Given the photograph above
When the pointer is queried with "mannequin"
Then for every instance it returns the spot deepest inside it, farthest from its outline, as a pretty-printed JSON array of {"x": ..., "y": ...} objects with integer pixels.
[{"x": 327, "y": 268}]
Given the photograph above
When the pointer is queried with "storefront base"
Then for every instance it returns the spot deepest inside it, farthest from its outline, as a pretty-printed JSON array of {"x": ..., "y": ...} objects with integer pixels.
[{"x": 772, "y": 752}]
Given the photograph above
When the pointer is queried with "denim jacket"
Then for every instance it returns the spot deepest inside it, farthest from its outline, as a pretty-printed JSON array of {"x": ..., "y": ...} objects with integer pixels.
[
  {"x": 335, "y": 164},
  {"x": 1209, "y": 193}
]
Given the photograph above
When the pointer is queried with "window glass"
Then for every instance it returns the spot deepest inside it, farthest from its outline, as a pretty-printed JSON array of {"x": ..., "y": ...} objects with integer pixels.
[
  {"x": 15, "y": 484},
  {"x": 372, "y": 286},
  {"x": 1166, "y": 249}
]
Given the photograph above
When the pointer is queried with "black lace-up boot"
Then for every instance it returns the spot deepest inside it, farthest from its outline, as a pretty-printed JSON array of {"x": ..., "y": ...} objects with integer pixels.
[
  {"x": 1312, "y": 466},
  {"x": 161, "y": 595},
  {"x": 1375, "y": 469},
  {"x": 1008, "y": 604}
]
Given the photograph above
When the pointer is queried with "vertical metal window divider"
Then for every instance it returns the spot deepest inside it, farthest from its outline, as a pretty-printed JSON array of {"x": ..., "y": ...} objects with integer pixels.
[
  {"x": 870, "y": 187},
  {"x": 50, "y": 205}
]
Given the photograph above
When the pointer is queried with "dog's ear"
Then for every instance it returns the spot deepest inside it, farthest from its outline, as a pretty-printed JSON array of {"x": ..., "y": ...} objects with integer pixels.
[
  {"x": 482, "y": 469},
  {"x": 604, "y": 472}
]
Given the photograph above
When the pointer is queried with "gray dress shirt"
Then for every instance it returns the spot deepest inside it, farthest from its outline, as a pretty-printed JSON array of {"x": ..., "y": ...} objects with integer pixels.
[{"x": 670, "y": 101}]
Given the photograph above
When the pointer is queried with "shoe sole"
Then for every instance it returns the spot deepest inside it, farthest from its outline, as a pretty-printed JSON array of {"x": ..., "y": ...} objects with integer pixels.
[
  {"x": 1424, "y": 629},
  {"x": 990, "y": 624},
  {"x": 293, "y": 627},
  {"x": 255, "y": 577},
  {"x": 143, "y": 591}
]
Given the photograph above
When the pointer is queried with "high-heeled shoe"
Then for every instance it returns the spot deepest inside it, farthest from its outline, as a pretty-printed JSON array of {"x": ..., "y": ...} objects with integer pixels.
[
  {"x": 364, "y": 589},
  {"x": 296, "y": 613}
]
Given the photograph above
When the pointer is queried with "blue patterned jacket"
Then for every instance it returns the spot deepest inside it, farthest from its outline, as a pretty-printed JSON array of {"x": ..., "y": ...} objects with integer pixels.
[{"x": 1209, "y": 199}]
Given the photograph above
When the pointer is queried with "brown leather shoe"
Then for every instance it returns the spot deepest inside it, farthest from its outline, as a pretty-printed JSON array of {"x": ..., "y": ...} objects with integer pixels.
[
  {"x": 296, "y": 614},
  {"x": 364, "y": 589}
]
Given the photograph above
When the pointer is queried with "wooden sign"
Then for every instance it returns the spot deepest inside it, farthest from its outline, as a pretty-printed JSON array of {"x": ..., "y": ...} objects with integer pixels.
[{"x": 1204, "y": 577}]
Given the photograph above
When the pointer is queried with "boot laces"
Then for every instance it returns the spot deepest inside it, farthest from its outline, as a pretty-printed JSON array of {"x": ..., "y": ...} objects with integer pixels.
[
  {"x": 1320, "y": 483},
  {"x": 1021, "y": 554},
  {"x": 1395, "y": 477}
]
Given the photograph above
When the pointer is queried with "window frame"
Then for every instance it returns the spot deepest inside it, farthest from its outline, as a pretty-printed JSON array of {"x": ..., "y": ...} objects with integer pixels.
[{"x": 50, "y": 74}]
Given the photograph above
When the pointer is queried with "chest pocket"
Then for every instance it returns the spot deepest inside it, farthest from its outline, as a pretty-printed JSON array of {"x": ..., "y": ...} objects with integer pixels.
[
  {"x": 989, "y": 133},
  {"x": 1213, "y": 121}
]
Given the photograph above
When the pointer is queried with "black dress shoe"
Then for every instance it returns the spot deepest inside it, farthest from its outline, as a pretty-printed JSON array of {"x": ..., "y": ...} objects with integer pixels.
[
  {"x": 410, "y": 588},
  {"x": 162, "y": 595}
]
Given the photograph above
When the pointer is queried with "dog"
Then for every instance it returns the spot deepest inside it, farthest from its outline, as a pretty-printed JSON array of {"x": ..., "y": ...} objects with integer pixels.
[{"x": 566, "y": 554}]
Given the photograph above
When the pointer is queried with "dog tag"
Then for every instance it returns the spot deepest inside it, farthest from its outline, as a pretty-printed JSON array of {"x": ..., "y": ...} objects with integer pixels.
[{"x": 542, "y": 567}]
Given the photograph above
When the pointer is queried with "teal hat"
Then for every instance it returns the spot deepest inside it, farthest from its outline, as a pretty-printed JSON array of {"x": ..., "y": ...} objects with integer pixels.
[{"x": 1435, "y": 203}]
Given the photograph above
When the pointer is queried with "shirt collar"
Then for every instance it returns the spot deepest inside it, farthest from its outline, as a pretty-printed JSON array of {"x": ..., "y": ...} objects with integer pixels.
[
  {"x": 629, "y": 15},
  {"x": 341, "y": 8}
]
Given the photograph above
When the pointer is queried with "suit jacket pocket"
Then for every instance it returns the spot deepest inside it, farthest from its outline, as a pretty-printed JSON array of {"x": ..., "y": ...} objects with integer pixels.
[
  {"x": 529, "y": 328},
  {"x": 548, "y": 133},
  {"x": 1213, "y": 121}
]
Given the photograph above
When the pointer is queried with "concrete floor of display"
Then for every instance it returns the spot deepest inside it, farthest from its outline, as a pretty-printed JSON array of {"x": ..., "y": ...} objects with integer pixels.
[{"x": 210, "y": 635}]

════════════════════

:: YOUR OBJECTIVE ::
Pick each line holding the word "shoe" out of the data and copy it.

:: REPLY TO THE EXERCISE ::
When the pointer is queried with "shoe sole"
When the pointer is queried with "high-heeled shoe"
When the pointer is queried with "brown leather shoe"
When the pointer is queried with "black dress shoe"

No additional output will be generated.